▸ YOUR OBJECTIVE: Return every line in the entries below where the word "prompts" shows up.

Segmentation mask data
----

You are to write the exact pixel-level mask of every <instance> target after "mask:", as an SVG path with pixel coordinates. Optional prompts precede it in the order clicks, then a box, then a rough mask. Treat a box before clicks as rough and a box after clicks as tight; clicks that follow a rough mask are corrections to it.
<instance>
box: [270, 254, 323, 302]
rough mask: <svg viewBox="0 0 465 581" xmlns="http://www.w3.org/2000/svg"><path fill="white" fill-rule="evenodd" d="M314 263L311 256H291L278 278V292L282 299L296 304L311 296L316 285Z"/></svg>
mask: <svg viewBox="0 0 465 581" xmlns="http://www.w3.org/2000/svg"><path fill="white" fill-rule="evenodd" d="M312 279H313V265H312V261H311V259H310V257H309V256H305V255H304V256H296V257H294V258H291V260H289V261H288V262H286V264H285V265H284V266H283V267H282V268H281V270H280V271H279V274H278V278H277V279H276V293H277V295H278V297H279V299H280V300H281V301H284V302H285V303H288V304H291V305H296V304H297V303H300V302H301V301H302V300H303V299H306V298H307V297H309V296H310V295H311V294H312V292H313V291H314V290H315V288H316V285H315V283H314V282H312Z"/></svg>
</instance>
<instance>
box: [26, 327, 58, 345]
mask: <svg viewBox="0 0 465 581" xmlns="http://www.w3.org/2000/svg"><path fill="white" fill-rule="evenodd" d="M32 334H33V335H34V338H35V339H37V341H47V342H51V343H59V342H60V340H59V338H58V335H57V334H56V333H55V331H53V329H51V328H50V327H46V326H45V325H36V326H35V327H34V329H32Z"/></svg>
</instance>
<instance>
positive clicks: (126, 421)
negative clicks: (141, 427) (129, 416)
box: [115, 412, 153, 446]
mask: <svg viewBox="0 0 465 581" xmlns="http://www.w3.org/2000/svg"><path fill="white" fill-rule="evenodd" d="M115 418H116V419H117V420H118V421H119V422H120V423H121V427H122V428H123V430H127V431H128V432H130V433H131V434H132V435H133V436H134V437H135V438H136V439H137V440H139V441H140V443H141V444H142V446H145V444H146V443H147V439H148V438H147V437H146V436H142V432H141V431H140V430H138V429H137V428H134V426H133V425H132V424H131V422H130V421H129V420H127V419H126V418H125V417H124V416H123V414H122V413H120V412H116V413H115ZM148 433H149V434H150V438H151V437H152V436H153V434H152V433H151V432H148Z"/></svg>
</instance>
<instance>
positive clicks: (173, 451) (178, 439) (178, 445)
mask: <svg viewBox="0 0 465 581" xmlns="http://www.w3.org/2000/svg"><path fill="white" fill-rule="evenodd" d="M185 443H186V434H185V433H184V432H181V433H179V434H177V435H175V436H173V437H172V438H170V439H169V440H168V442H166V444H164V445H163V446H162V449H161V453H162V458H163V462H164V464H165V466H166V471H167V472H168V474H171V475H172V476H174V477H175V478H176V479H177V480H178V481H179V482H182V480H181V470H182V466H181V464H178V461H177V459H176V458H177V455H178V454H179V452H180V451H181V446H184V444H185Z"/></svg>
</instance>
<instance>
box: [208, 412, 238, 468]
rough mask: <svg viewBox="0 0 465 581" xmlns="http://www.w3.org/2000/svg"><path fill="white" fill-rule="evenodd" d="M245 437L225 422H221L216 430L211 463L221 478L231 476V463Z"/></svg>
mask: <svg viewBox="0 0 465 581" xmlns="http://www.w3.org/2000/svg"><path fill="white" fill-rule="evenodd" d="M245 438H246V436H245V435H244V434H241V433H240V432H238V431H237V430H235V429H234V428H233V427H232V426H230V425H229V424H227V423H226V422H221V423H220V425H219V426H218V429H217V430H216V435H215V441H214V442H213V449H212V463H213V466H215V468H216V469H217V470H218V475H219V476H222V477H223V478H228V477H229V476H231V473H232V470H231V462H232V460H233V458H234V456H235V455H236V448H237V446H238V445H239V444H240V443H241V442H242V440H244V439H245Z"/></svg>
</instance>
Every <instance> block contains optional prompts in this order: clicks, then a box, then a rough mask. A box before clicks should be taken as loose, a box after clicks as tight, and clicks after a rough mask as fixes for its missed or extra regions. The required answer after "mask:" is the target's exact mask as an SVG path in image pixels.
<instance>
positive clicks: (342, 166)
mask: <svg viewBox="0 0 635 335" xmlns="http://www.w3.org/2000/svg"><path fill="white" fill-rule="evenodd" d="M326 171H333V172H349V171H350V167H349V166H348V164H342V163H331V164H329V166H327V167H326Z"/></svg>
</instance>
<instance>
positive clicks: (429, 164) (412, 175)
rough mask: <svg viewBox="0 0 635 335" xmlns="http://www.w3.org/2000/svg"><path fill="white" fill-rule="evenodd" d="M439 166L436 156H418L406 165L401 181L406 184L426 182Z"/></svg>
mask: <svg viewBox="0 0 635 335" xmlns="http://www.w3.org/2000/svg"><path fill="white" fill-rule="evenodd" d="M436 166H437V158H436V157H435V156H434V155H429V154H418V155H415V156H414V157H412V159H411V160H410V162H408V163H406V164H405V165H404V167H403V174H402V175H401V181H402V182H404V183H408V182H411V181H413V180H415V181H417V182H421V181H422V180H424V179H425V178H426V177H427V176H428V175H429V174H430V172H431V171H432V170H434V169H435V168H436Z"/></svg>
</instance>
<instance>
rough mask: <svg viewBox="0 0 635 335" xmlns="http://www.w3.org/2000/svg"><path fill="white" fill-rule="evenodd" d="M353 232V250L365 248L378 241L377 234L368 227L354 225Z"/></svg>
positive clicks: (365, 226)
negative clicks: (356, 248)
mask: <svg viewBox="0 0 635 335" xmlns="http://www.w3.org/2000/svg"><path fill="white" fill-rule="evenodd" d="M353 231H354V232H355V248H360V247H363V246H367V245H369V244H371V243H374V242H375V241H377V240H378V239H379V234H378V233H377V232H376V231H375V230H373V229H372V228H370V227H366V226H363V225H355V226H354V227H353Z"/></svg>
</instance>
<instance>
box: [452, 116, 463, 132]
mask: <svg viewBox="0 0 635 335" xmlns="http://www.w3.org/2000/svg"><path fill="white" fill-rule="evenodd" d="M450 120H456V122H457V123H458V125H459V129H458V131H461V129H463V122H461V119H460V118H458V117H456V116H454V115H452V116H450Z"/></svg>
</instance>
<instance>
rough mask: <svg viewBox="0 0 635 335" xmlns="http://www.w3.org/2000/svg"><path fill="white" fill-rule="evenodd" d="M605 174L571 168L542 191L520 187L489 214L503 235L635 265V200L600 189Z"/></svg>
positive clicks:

----

▸ WRITTEN SOLUTION:
You are to write the exact pixel-level mask of every <instance> target after "mask:", as an SVG path with pixel coordinates. Optional prompts precede it in the order clicks, then a box, then a rough mask. Treat a box before clicks as rough and a box after clicks as tight; clicks that follow a rough mask are corrections to it.
Every <instance> block contains optional prompts in this order: clicks, then a box, then a rough mask. A box before clicks should be taken as loose, a box after clicks as tight, and clicks after a rough mask as fixes for its missed or extra regions. The required answer after "mask:" is the target's exact mask as an SVG path in image pixels.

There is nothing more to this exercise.